Фрагмент страницы:
Так или иначе, «Диктатура» не годится для слишком быстрого чтения и быстрых выводов. Ее актуальность связана не с тем, что читатель получает готовые рецепты правильного политического поведения. Скорее речь идет о том, что можно назвать настройкой теоретической оптики: без Шмитта здесь не обойтись. Изучение «Диктатуры» особенно полезно в бурные политические эпохи, когда привычные решения и привычные оценки совершенно непригодны. Конституционные кризисы, перемены в формах правления, переосмысление характеристик демократии и реакции, – все это требует надежных интеллектуальных ресурсов. «Диктатура» Шмитта – лишь один из них, но зато перворазрядный.

Исходные записи:
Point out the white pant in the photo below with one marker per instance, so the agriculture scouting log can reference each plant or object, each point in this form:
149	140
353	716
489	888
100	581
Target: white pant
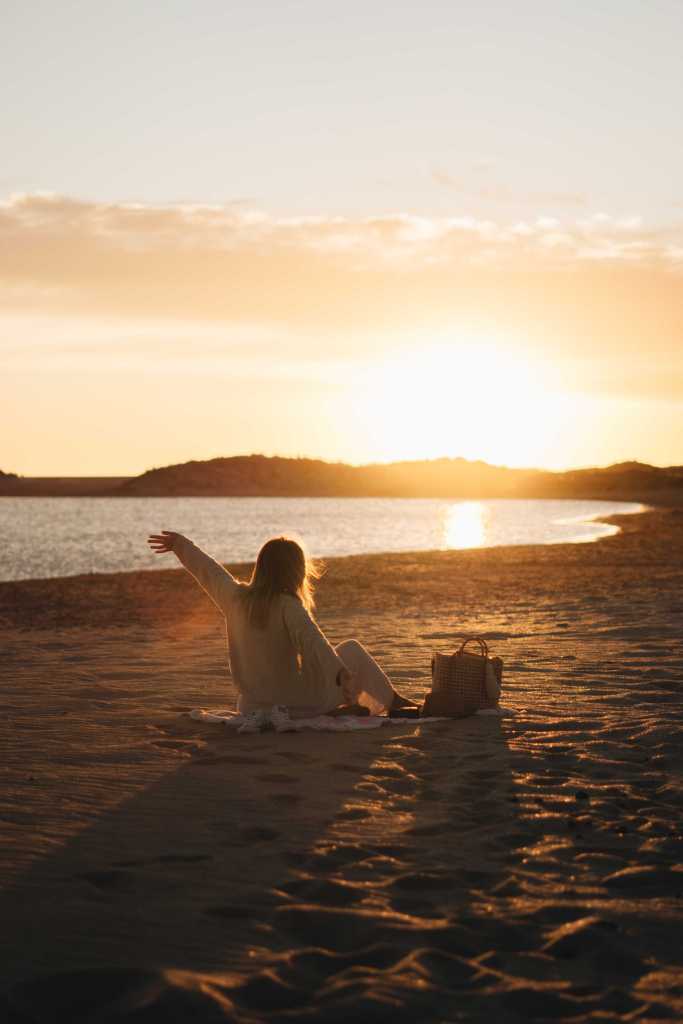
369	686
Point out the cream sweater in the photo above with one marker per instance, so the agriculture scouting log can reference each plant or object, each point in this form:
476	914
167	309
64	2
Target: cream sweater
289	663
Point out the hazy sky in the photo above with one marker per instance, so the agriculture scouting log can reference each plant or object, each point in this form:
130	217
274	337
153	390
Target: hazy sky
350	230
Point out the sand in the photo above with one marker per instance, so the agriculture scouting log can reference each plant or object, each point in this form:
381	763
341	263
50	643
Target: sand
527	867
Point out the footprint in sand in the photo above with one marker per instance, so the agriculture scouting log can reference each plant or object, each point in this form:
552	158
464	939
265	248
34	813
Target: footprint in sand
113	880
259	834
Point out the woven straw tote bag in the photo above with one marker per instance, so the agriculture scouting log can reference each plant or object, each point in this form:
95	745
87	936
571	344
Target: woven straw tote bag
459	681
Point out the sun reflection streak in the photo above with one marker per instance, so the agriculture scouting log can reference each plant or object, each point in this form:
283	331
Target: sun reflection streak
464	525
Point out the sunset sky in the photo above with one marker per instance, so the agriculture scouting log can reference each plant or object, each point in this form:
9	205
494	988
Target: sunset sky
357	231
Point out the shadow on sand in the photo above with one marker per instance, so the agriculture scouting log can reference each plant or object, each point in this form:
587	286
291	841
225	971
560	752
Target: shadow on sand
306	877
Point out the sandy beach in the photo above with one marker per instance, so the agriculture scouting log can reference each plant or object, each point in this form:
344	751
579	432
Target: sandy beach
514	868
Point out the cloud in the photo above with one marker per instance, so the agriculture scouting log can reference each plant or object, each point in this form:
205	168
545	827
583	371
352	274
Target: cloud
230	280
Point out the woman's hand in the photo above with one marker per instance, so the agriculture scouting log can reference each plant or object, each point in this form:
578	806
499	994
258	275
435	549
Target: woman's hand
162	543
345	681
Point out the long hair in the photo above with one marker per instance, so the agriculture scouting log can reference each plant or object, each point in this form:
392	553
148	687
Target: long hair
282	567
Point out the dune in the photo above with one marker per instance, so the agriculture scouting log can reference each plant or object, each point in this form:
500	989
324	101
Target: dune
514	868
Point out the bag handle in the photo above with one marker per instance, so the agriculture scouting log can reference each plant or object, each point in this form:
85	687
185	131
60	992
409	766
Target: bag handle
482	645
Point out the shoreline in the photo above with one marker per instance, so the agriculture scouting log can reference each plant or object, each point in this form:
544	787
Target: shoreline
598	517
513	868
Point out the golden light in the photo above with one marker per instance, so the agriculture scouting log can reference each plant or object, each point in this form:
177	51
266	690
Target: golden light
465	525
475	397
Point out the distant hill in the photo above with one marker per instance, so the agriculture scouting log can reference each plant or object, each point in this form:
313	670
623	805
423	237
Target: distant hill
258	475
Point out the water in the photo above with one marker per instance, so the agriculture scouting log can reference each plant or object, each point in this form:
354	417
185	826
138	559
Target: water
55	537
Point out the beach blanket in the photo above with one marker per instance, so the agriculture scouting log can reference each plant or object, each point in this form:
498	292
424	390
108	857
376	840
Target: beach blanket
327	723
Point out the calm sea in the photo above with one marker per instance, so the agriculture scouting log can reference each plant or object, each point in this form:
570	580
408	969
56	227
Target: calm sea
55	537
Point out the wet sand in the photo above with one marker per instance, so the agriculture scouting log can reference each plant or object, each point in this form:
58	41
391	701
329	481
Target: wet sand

Что сделать:
**a)** Выпишите из записей все строки, в которых встречается слово «dune».
**b)** Напишите продолжение фрагмента о «Диктатуре» Шмитта, начиная сразу после его последнего предложения.

Ответы по заданиям:
**a)**
Point out the dune in the photo above with one marker per instance, so the agriculture scouting log can reference each plant or object, each point in this form:
Target: dune

**b)**
«Диктатура» впервые вышла в русском переводе в 2005 г. Это издание состоялось благодаря усилиям нескольких человек, роль которых я хочу подчеркнуть еще раз, не довольствуясь тем, что можно найти в выходных данных настоящего издания. Юрий Коринец, подлинный энтузиаст переводов Шмитта, занимался этой работой почти два десятка лет. «Диктатура» была не первым, но в тот момент самым большим сочинением Шмитта, с которым ему пришлось иметь дело. К сожалению, он не дожил до повторной публикации книги и признательность ему я могу выразить лишь посмертно, как дань памяти. Задача редактора книги тоже была неизмеримо сложна. Дмитрий Кузницын очень много сделал для переводов на русский философской литературы. Специфика текстов Шмитта требовала большой общей эрудиции, а нередко и дополнительных изысканий в разных областях. В многом поэтому получился надежный перевод, который мы публикуем без повторной сверки. Наконец, я особенно хочу поблагодарить издателя Владимира Михайловича Камнева. До «Диктатуры» мне удалось выпустить лишь один небольшой сборник Шмитта. С «Диктатуры» начинается новая история, публикации в издательствах «Наука» (СПб.) и «Владимир Даль», составившие значительную часть отечественной шмиттианы.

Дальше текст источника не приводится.